Формулировка задания A: Перепишите часть исходного отрывка, начиная со слов «И вот я уже» и заканчивая словами «хочу этим воспользоваться.», заменив «ближних» на «знакомых».
Формулировка задания B: Какой день недели и какое число стоят в исходном отрывке в начале записи о принцессе Бурбонской?

Исходный отрывок:
◇ ◇ ◇ ◇ ◇ ◇ ◇

И вот я уже начинаю жалеть своих ближних! Да я и никогда не пренебрегала ими, напротив, я ищу их, без них нет ничего в этом мире. Только я ценю их на столько, на сколько они стоят, и хочу этим воспользоваться.
Толпа. В ней все. Что мне несколько выдающихся существ – мне нужны все, мне нужен блеск, шум.
Когда я думаю, что… Возвратимся к этому вечному, скучному, но необходимому слову: подождем… О, если бы кто-нибудь знал, чего мне стоит ждать!
Но я люблю жизнь, люблю ее горести и радости. Люблю Бога, и весь Его мир, со всеми его дурными сторонами, несмотря на все эти дурные стороны и, может быть, даже вследствие них.
Почему это никогда нельзя говорить без преувеличений? Мои черные размышления были бы справедливы, если бы были несколько спокойнее, их неистовая форма лишает их естественности.
Есть черствые души, но есть прекрасные поступки, и честные души, но все это порывами и так редко, что нельзя смешивать их с остальным миром.
Скажут, пожалуй, что я говорю все это, потому что у меня какие-нибудь неприятности, – нет, у меня только мои обычные неприятности и ничего особенного. Не ищите ничего такого, что не находилось бы в этом дневнике, я добросовестна и никогда не прохожу молчанием ни мысли, ни сомнения. Я воспроизвожу себя так точно, как только позволяет мне мой бедный ум. А если мне не верят, если ищут чего-нибудь сверх того или под тем, что я говорю, тем хуже! Ничего не увидят, потому что ничего и нет.
Суббота, 9 октября. Если бы я родилась принцессой Бурбонской, как madame de Longueville. Если бы мне прислуживали графы, если бы родственниками и друзьями моими были короли, если бы с самого своего рождения я только и встречала, что преклоненные головы заискивающих придворных, если бы я ходила только по коврам, украшенным гербами, и спала под королевскими балдахинами, если бы мои предки были – один славнее другого; – если бы у меня было все это, я не могла бы быть ни более гордой, ни более надменной, чем теперь. О, Боже мой, как я благодарю Тебя! Эти мысли, которые Ты посылаешь мне, помогут мне устоять на верном пути и не дозволят ни на минуту упустить из глаз блестящую звезду, к которой я иду.

◇ ◇ ◇ ◇ ◇ ◇ ◇

Данные:
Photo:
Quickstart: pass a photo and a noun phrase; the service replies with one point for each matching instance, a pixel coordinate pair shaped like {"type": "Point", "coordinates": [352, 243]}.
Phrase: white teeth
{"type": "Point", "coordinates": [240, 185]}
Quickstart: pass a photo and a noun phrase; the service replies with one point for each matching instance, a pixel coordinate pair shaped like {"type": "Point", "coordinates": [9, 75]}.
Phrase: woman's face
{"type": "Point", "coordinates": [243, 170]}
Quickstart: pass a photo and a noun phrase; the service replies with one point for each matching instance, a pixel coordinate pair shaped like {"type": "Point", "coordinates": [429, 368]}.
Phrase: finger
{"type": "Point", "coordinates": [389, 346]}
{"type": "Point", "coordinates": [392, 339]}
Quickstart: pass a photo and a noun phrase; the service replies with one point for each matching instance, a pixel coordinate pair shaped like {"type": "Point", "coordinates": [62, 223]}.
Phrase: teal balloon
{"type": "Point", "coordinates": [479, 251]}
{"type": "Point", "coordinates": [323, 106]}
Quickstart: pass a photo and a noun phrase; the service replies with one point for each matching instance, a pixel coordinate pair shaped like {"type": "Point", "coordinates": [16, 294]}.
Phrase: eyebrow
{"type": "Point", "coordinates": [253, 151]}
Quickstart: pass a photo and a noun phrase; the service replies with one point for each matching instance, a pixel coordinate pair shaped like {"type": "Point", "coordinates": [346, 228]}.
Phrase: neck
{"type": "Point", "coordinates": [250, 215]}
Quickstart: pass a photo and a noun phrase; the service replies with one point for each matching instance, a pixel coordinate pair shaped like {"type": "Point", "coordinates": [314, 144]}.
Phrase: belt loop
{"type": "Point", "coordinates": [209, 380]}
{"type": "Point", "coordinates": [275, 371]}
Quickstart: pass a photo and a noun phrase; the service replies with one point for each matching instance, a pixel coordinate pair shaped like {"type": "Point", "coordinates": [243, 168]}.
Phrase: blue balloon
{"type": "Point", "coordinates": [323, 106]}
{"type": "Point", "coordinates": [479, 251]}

◇ ◇ ◇ ◇ ◇ ◇ ◇

Решение задания A:
И вот я уже начинаю жалеть своих знакомых! Да я и никогда не пренебрегала ими, напротив, я ищу их, без них нет ничего в этом мире. Только я ценю их на столько, на сколько они стоят, и хочу этим воспользоваться.

Решение задания B: Суббота, 9 октября.